What you should do:
Update the lines running from the one containing "identify the tree" through the end of the records, inclusive, by changing "draw a box" to "place a bounding box". Return only those lines, with everything else left as is.

— START OF Records for processing —

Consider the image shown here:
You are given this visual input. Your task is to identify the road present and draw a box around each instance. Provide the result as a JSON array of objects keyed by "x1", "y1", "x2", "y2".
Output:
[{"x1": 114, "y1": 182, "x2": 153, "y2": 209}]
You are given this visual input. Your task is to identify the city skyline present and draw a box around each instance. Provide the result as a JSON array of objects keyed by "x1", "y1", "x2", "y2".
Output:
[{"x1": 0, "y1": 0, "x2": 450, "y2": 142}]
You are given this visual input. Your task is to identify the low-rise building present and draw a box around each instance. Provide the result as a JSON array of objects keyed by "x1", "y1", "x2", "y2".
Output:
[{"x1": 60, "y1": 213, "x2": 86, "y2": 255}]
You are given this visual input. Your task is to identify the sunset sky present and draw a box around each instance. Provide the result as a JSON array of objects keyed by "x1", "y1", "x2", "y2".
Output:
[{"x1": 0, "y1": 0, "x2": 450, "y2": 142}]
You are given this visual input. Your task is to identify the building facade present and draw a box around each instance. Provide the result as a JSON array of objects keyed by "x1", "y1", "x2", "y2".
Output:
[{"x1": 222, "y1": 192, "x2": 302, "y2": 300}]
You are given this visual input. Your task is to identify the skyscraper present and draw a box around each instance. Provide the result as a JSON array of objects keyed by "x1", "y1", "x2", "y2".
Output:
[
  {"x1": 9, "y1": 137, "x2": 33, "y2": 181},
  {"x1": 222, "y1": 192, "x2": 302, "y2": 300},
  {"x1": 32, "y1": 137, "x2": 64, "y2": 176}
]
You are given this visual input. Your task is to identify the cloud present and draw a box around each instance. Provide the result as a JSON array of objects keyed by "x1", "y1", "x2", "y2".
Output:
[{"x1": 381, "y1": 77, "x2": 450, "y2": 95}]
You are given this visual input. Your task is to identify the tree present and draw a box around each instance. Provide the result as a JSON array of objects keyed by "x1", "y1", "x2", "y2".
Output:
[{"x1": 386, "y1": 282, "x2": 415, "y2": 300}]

— END OF Records for processing —

Answer to this exercise:
You are given this visual input. Your task is to identify the tree present and place a bounding box around each instance. Provide the result as a JSON array of objects keyed by "x1", "y1", "x2", "y2".
Output:
[{"x1": 386, "y1": 282, "x2": 415, "y2": 300}]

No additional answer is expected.